What the exercise asks
Reproduce every row below word for word, in the same order.

Records for this exercise

● ● ● ● ● ● ●

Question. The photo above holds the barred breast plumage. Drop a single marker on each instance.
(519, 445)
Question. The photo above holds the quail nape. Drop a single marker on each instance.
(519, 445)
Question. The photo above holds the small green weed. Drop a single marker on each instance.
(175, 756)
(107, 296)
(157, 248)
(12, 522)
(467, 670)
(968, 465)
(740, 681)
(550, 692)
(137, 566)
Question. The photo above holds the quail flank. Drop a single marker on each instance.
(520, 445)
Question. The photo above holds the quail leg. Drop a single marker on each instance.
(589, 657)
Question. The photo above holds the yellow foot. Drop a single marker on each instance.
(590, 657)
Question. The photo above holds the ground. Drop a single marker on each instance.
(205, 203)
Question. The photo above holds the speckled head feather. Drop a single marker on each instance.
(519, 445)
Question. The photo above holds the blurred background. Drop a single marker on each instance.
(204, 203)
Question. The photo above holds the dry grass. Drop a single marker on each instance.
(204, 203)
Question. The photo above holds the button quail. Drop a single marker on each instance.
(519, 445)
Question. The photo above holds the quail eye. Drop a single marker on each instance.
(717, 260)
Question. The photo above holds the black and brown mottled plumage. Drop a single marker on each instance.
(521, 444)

● ● ● ● ● ● ●

Solution
Question. The photo above holds the barred breast plumage. Drop a single marker on each instance.
(519, 445)
Question. The photo above holds the quail nape. Drop a single marker on each instance.
(519, 445)
Question. The photo above holds the small green weed. Drop a single marker on each instance.
(175, 756)
(107, 296)
(157, 248)
(12, 522)
(467, 670)
(968, 465)
(740, 681)
(550, 692)
(137, 566)
Question. The photo above holds the quail flank. Drop a single marker on each instance.
(520, 445)
Question. The photo above holds the quail leg. Drop a single marker on each instance.
(589, 657)
Question. The photo above holds the yellow foot. Drop a single marker on each instance.
(590, 657)
Question. The photo above holds the ground. Drop a single marker on each instance.
(205, 203)
Question. The photo above holds the speckled head feather. Drop a single marker on each instance.
(519, 445)
Question. The photo above holds the blurred background. Drop a single marker on each instance.
(204, 203)
Question. The photo above holds the dry grass. Drop a single marker on each instance.
(204, 203)
Question. The photo above holds the button quail. Drop a single marker on each instance.
(519, 445)
Question. The photo above holds the quail eye. Drop a single marker on each instance.
(717, 260)
Question. The photo above holds the black and brown mottled plumage. Drop a single marker on each instance.
(521, 444)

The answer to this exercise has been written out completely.